* _OBJECTIVE_:
Please count the lines of the rows below that contain the string "lion", with case counting, and give only that number.
start
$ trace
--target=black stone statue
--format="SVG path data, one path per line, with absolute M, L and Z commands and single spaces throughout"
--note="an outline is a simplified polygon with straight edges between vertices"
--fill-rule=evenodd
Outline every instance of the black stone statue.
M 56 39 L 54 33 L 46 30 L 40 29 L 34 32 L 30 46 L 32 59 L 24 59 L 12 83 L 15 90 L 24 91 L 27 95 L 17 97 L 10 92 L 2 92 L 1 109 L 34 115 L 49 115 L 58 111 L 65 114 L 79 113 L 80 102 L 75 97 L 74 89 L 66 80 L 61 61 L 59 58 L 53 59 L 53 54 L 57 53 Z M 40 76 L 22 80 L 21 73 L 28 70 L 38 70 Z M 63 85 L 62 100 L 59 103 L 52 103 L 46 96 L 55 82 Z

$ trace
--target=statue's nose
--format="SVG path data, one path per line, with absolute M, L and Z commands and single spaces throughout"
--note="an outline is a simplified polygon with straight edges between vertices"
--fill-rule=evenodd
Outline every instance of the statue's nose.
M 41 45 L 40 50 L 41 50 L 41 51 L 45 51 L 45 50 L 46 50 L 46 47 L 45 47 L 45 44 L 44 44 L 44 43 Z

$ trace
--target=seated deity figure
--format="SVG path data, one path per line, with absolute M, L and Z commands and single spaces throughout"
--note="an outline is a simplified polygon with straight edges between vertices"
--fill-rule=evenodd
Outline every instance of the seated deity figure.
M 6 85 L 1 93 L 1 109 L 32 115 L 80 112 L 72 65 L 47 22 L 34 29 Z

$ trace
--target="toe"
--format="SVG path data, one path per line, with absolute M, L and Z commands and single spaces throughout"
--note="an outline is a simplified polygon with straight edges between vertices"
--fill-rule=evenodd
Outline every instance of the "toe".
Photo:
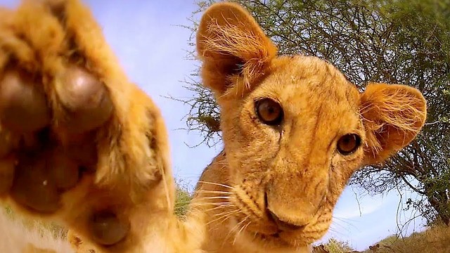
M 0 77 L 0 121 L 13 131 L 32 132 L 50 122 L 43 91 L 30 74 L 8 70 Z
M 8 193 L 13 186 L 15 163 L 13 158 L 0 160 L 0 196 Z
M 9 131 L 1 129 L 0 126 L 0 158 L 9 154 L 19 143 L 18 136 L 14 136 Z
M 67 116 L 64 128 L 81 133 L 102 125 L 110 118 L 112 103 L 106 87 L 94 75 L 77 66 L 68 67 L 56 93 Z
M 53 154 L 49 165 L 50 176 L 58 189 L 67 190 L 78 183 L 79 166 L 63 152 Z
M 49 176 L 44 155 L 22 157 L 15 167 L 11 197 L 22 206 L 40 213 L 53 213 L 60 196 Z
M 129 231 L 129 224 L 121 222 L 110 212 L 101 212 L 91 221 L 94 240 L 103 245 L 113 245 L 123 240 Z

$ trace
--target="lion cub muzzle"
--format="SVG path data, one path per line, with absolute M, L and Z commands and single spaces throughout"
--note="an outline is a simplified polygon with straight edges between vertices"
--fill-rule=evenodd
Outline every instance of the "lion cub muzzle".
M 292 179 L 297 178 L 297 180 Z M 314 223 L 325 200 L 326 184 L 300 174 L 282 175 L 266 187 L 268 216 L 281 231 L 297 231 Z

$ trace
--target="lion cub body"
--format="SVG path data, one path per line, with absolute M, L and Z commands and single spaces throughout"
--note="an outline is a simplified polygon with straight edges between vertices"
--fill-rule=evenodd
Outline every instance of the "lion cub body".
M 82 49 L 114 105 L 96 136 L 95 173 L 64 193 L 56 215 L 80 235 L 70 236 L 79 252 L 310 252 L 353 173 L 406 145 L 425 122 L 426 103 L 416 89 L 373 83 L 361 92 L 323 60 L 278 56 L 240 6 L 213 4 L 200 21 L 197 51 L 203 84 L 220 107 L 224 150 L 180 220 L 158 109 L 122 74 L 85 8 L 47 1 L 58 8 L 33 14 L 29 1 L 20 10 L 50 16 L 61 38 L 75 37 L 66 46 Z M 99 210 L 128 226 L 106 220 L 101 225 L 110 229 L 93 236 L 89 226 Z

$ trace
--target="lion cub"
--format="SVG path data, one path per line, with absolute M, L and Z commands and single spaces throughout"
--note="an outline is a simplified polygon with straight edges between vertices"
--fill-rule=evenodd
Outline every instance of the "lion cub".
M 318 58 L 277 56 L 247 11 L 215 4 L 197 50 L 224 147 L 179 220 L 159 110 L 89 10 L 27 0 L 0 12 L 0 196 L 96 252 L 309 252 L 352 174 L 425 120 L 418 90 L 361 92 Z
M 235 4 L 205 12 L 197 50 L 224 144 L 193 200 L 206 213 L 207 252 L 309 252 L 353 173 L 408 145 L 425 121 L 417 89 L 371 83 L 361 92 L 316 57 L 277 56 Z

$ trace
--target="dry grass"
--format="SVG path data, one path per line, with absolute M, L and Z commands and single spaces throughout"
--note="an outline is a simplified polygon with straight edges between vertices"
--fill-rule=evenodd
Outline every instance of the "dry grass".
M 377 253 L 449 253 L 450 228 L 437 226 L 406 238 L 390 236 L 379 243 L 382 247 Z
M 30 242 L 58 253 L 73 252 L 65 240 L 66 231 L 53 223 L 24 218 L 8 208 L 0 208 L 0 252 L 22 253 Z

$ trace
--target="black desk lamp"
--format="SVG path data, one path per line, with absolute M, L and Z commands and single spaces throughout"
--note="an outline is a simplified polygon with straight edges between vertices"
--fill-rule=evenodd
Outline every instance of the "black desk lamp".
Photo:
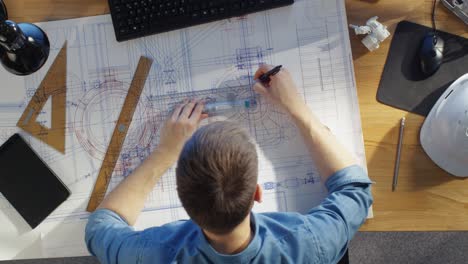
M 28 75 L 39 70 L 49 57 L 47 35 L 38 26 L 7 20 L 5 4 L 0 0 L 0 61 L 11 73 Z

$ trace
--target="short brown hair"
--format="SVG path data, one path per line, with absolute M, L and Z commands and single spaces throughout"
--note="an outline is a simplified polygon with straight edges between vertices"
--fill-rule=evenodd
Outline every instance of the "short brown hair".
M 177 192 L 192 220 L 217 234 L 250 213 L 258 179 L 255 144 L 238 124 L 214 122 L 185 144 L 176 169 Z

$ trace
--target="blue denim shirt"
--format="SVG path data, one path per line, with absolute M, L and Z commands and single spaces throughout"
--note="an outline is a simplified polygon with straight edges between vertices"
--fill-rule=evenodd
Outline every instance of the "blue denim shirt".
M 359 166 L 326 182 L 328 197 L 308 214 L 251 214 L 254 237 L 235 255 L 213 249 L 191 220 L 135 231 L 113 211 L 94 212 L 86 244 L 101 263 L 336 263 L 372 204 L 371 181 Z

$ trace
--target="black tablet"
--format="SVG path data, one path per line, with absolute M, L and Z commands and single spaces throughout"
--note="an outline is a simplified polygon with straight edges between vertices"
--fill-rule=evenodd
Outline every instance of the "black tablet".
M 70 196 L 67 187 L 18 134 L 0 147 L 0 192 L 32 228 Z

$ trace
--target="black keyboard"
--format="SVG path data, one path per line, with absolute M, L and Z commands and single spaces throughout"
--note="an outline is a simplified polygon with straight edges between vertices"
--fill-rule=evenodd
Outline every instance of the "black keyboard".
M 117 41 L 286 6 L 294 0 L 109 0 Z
end
start
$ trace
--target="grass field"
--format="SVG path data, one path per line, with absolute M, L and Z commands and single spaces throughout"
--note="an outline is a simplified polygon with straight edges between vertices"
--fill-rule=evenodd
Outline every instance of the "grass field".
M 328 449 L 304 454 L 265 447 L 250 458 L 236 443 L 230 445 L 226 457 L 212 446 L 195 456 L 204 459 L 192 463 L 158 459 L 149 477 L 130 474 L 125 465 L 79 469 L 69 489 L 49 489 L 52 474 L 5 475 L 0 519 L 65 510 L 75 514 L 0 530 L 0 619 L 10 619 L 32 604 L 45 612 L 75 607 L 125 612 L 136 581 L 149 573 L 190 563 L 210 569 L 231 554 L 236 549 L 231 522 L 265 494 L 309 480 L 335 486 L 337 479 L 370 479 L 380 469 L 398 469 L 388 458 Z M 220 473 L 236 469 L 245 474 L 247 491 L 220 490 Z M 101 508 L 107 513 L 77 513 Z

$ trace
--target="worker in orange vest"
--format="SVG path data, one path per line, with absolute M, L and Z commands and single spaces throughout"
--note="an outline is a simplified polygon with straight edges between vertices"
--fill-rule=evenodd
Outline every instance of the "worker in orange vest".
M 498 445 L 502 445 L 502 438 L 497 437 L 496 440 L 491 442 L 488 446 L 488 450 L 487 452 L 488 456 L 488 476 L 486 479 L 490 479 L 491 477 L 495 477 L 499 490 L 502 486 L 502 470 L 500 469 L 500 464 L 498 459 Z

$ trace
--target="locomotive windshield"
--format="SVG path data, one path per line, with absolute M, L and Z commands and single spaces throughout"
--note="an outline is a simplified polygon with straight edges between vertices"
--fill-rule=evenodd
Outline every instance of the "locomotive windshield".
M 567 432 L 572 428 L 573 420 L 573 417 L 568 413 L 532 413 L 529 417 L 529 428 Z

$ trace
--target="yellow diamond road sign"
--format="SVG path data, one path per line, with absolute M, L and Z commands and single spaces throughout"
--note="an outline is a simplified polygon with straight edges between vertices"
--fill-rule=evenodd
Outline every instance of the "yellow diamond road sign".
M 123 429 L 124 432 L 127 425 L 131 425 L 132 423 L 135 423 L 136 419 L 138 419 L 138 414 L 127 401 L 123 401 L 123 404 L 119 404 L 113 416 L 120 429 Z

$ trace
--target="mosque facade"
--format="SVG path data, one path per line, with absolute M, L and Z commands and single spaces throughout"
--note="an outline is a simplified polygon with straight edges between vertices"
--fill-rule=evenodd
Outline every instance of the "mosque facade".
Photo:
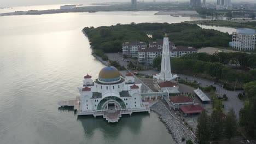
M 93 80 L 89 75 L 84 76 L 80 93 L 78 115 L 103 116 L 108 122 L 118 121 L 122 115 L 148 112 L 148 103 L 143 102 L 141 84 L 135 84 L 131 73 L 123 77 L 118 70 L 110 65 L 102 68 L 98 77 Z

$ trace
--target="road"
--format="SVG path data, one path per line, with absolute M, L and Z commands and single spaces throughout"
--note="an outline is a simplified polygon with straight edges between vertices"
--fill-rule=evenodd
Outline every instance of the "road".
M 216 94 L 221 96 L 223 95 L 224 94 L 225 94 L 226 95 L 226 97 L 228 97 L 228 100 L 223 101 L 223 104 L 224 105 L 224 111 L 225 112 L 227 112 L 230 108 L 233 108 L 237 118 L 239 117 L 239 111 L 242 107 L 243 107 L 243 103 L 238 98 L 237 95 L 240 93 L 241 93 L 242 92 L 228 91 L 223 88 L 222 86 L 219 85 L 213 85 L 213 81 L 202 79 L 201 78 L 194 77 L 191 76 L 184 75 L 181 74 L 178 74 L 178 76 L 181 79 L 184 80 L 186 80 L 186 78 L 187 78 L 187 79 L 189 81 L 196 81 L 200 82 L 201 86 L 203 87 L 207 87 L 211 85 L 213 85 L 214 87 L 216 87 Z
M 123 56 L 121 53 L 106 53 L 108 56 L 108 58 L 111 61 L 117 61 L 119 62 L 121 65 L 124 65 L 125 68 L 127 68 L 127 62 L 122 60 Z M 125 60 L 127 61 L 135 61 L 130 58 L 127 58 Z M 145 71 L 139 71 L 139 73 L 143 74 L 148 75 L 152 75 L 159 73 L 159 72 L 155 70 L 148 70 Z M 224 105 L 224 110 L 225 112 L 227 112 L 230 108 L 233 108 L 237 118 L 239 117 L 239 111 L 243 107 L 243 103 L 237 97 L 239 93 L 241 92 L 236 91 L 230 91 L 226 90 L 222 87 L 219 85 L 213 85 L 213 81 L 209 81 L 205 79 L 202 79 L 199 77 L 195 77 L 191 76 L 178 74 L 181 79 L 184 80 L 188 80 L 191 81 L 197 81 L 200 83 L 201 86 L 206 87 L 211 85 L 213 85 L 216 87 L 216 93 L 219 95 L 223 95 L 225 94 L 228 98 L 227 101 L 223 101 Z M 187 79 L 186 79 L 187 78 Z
end
* _COMPLETED TASK_:
6